======== EXCERPT ========
Thousands of migrants remain unidentified, years after their bodies were recovered.
Activists seek US help identifying dead migrants
Human rights advocates on Friday pushed the US government for access to an FBI-run DNA database to help identify the remains of thousands of immigrants who have disappeared on the U.S.-Mexico border in the past two decades.
US officials pledged to continue talks on identifying immigrants' remains, but said they were limited by US law on what information they could share from the database.
The comments came at a hearing in Boulder, Colorado, of the Inter-American Commission on Human Rights (IACHR), part of the Organisation of American States.
The Forensic Border Coalition (FBC), a group of US and Latin American forensic scientists and academics, sought the hearing after what it said were six fruitless years of talks with US officials.
The FBC wants to carry out comparisons of thousands of DNA samples its members have taken from missing migrants' relatives with DNA held in the National DNA Index System (NDIS) database.
"There is no legal or technical reason that justifies the United States' refusal to conduct a large-scale comparison," said Roxanna Altholz, a clinical professor at the University of California, Berkeley Law School and FBC member.
========
■ **PROBLEMS TO SOLVE**:
[1] In the article on identifying dead migrants, what database does the Forensic Border Coalition want to compare its members' DNA samples against?
[2] Print the part of the article on dead migrants that opens with the words containing "The Forensic Border" and closes with "with US officials.".
[3] Carry on the article about identifying migrants who died on the U.S.-Mexico border, starting after its last sentence.
======== PROVIDED DATA ========
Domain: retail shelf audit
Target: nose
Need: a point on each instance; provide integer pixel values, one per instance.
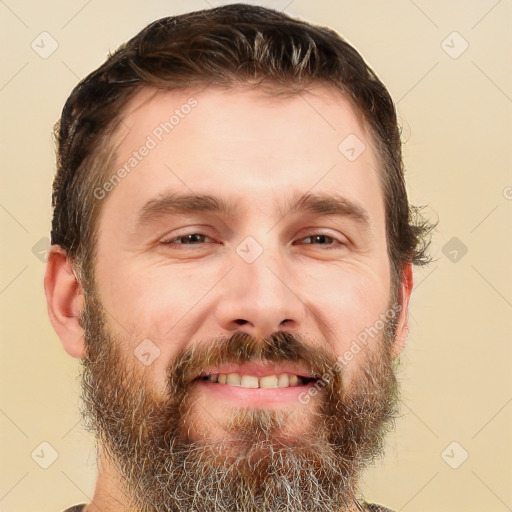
(260, 298)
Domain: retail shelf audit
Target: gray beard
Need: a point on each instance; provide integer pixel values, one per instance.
(255, 467)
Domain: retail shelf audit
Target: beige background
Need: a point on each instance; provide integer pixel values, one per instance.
(457, 119)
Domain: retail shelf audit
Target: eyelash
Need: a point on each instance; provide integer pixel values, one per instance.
(174, 245)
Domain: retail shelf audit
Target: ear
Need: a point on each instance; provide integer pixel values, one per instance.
(402, 330)
(64, 299)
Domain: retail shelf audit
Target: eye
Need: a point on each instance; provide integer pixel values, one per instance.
(187, 239)
(322, 239)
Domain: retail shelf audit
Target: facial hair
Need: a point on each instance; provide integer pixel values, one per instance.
(256, 466)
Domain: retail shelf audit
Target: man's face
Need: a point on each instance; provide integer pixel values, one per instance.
(300, 250)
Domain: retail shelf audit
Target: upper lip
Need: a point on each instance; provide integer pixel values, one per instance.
(257, 369)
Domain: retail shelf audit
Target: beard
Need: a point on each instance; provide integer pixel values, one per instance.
(167, 462)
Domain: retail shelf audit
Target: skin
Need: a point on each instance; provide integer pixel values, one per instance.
(258, 153)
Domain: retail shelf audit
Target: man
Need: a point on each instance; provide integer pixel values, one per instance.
(232, 251)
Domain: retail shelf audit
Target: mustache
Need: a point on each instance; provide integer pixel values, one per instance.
(242, 347)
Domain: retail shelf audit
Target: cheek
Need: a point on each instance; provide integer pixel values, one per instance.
(346, 303)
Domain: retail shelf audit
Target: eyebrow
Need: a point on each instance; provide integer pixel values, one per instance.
(316, 203)
(328, 204)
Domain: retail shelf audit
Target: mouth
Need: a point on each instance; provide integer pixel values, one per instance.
(256, 384)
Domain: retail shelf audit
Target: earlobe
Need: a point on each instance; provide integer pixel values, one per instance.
(402, 331)
(64, 300)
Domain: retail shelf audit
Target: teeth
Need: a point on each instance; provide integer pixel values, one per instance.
(268, 382)
(234, 379)
(250, 381)
(284, 381)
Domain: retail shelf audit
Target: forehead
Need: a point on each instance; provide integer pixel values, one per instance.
(243, 144)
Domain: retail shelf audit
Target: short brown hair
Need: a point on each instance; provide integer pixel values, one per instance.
(231, 45)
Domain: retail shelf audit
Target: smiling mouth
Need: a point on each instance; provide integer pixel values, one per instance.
(271, 381)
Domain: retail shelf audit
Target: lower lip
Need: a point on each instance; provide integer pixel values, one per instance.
(256, 397)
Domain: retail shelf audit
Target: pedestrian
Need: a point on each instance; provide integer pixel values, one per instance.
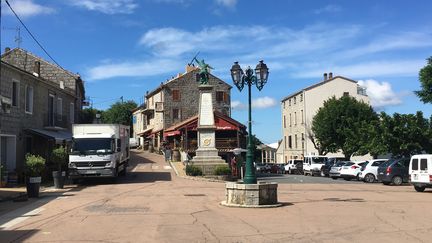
(167, 154)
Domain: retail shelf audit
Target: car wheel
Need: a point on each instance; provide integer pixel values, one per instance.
(369, 178)
(397, 180)
(419, 188)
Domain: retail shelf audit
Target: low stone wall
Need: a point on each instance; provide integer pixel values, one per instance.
(251, 195)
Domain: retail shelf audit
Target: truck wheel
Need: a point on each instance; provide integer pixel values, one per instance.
(419, 188)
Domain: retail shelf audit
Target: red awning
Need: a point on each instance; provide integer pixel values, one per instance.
(172, 133)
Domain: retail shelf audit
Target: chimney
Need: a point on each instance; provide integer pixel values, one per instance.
(36, 69)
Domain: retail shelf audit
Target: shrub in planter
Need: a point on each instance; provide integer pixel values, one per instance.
(193, 170)
(222, 170)
(59, 157)
(34, 166)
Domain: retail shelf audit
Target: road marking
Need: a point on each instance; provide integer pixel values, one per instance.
(21, 218)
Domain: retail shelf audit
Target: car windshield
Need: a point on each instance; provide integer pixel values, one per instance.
(319, 160)
(92, 146)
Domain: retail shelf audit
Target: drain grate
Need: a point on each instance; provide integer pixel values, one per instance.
(194, 195)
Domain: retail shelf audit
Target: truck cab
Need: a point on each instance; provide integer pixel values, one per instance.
(312, 164)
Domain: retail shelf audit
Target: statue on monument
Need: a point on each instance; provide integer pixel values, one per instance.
(204, 71)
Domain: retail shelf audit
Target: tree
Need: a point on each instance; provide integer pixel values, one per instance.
(407, 134)
(344, 124)
(425, 76)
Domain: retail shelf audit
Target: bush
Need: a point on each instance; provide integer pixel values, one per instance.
(35, 164)
(222, 170)
(59, 156)
(193, 170)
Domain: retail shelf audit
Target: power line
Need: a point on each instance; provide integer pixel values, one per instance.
(34, 38)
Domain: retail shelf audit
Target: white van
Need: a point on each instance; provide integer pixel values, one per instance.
(420, 171)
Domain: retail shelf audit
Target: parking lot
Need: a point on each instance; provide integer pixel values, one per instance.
(288, 178)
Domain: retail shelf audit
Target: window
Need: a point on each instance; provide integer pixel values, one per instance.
(302, 116)
(15, 93)
(219, 96)
(59, 108)
(72, 112)
(414, 165)
(176, 114)
(423, 164)
(176, 95)
(29, 99)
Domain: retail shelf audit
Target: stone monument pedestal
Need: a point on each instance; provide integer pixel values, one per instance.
(207, 157)
(260, 195)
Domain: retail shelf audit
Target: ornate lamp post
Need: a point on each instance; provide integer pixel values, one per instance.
(241, 78)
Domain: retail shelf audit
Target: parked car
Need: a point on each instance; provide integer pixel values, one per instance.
(312, 164)
(291, 166)
(394, 171)
(420, 171)
(369, 171)
(351, 170)
(335, 169)
(325, 169)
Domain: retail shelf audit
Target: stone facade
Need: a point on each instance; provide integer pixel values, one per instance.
(299, 109)
(43, 100)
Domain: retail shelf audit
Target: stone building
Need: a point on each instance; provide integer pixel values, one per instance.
(39, 103)
(175, 101)
(299, 108)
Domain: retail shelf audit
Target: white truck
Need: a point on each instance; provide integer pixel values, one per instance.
(98, 150)
(312, 164)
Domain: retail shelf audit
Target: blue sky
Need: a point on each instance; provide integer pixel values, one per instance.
(126, 47)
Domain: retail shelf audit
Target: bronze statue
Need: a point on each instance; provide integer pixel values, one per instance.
(204, 71)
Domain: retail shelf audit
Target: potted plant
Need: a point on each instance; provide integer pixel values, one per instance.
(59, 157)
(34, 166)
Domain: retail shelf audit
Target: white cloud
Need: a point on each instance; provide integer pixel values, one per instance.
(328, 9)
(227, 3)
(26, 8)
(381, 94)
(107, 6)
(133, 69)
(392, 68)
(258, 103)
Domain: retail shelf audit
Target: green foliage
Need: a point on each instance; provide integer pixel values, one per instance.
(88, 115)
(193, 170)
(119, 113)
(406, 134)
(59, 156)
(344, 124)
(222, 170)
(35, 164)
(425, 77)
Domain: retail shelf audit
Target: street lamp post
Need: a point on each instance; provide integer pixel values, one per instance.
(241, 78)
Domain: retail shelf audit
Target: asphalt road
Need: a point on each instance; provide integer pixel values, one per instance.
(301, 179)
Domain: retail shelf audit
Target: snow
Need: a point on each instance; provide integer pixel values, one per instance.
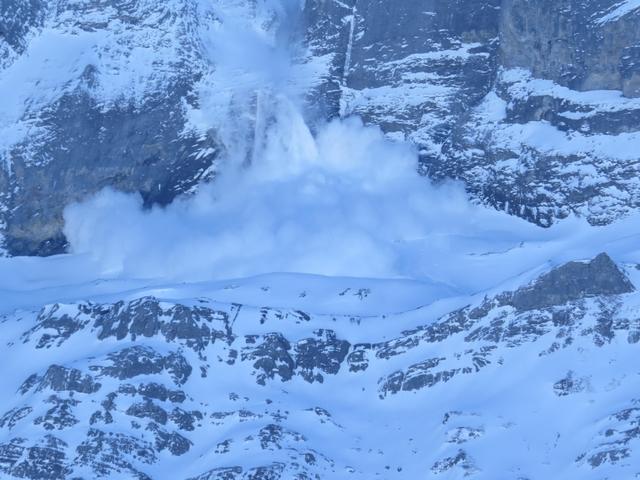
(336, 223)
(620, 10)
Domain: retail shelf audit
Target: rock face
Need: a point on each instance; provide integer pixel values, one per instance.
(533, 105)
(108, 110)
(196, 389)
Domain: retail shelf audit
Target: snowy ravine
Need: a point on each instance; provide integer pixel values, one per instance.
(289, 239)
(539, 381)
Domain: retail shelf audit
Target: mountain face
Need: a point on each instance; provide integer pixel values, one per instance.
(219, 325)
(533, 105)
(193, 388)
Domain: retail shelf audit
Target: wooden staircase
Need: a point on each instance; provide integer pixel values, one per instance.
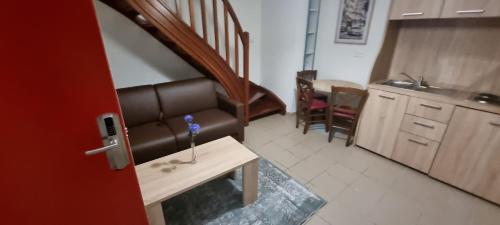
(215, 52)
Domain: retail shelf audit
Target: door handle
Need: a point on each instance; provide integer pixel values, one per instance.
(412, 14)
(470, 11)
(113, 143)
(387, 97)
(418, 142)
(423, 125)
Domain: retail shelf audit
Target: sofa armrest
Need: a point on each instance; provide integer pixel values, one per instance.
(230, 106)
(236, 109)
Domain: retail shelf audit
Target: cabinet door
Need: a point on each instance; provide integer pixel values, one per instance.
(414, 151)
(469, 156)
(415, 9)
(380, 120)
(471, 8)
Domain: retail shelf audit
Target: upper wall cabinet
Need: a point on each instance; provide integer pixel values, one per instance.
(416, 9)
(471, 8)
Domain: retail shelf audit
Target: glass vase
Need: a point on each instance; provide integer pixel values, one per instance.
(193, 154)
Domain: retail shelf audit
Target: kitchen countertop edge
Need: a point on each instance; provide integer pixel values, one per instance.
(461, 99)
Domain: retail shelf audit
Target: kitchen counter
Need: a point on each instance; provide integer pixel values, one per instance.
(460, 98)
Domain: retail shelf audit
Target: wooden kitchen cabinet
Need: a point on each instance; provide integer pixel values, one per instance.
(469, 156)
(380, 120)
(415, 151)
(470, 8)
(415, 9)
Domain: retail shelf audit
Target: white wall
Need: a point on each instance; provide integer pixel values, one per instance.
(348, 61)
(135, 57)
(283, 39)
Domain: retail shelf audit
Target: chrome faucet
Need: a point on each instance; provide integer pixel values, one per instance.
(419, 82)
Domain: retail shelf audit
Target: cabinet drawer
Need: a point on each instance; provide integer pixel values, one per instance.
(414, 151)
(423, 127)
(430, 109)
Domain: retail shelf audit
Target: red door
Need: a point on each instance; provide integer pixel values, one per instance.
(54, 82)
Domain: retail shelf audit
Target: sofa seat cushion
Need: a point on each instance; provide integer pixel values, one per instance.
(186, 96)
(139, 105)
(214, 124)
(151, 141)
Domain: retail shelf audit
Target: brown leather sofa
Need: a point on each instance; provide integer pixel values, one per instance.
(154, 116)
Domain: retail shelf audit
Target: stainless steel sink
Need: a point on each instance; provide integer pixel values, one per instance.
(412, 86)
(400, 84)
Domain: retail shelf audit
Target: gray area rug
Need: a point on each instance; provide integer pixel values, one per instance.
(281, 201)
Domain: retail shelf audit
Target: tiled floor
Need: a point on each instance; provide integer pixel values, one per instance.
(362, 188)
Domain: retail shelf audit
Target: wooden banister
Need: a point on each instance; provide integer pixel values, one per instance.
(236, 53)
(192, 18)
(226, 32)
(204, 20)
(170, 22)
(216, 25)
(178, 6)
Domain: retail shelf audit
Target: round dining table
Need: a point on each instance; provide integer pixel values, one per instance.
(326, 85)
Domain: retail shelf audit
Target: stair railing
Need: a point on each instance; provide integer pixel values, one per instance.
(238, 35)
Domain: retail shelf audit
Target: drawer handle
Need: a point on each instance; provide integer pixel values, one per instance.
(418, 142)
(412, 14)
(387, 97)
(470, 11)
(424, 125)
(431, 106)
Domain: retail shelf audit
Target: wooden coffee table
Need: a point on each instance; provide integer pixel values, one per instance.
(166, 177)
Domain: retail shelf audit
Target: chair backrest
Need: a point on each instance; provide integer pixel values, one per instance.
(307, 74)
(305, 92)
(353, 98)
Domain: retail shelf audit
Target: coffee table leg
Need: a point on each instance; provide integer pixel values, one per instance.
(155, 214)
(250, 181)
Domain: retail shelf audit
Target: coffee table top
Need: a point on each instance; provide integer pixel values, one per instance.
(166, 177)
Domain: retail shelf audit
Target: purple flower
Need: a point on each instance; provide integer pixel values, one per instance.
(188, 118)
(194, 128)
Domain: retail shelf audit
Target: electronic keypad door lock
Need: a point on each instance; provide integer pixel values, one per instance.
(112, 139)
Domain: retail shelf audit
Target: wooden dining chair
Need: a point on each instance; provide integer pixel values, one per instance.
(309, 75)
(309, 109)
(345, 107)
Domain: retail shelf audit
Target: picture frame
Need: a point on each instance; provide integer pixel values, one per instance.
(353, 22)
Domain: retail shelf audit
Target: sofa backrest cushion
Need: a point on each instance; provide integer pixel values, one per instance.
(139, 105)
(186, 96)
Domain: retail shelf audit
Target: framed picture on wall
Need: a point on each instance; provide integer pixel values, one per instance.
(354, 21)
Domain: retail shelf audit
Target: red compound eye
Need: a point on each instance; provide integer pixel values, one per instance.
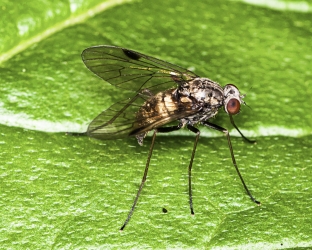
(233, 106)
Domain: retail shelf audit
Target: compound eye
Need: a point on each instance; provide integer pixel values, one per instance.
(233, 106)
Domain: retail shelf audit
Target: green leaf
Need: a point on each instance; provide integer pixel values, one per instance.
(59, 191)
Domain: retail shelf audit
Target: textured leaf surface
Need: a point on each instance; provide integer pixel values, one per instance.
(58, 191)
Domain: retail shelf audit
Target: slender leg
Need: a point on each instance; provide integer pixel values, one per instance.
(245, 138)
(161, 130)
(197, 132)
(216, 127)
(76, 134)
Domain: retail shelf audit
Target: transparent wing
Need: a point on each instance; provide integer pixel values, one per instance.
(126, 118)
(132, 70)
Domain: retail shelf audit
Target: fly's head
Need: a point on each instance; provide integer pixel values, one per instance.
(232, 99)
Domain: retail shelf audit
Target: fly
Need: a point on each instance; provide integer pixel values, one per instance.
(163, 93)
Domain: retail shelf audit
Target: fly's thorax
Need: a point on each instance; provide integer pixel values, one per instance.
(204, 91)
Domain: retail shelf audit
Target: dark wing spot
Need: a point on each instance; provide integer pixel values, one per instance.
(131, 54)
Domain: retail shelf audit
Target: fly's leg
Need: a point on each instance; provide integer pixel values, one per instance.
(226, 132)
(161, 130)
(197, 132)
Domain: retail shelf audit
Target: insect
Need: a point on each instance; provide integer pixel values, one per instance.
(163, 93)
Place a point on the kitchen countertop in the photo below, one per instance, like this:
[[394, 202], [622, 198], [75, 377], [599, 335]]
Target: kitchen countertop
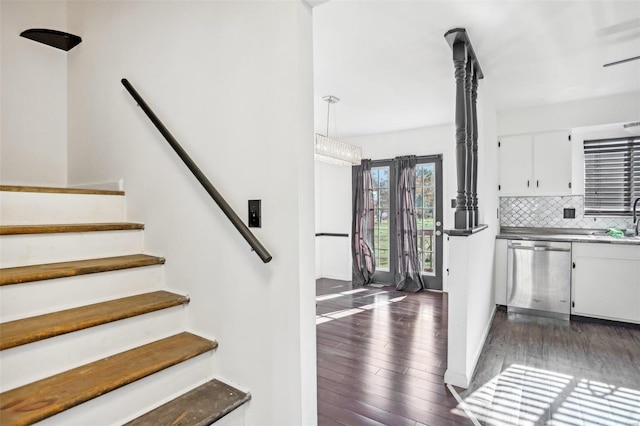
========
■ **WRITTEN ANSWERS**:
[1] The National DNA Index System (NDIS) database.

[2]
The Forensic Border Coalition (FBC), a group of US and Latin American forensic scientists and academics, sought the hearing after what it said were six fruitless years of talks with US officials.

[3]
US Border Patrol statistics indicate since the late 1990s nearly 7,000 deceased migrants have been found on the U.S. side of the border with Mexico, most of them in harsh desert terrain.
Over 2,500 people are still missing and hundreds of recovered remains are unidentified in medical examiner's offices, morgues and cemeteries, the FBC said.
Among the obstacles in getting access to the NDIS are requirements that all DNA samples submitted to the database be taken in the presence of law enforcement and only law enforcement may access its information.
Families of many missing migrants are reluctant to approach law enforcement because of their own legal status or because of distrust of police and other authorities and instead seek help through advocacy groups, the FBC said. Paula Wolff, a lawyer representing the FBI, said her agency was committed to finding a solution to an issue she described as "extremely devastating" for relatives.
"I don't think we have any disagreement on the 'what' must be done, the only issues are working on how it is to be accomplished," Wolff said.
Relatives of the missing said access to NDIS could end decades of pain not knowing the fate of loved ones.
"I am here today to beg for your support. I have already given DNA," said Irma Carrillo, a native of Mexico and mother of children aged 24 and 27 who went missing crossing the border in Arizona.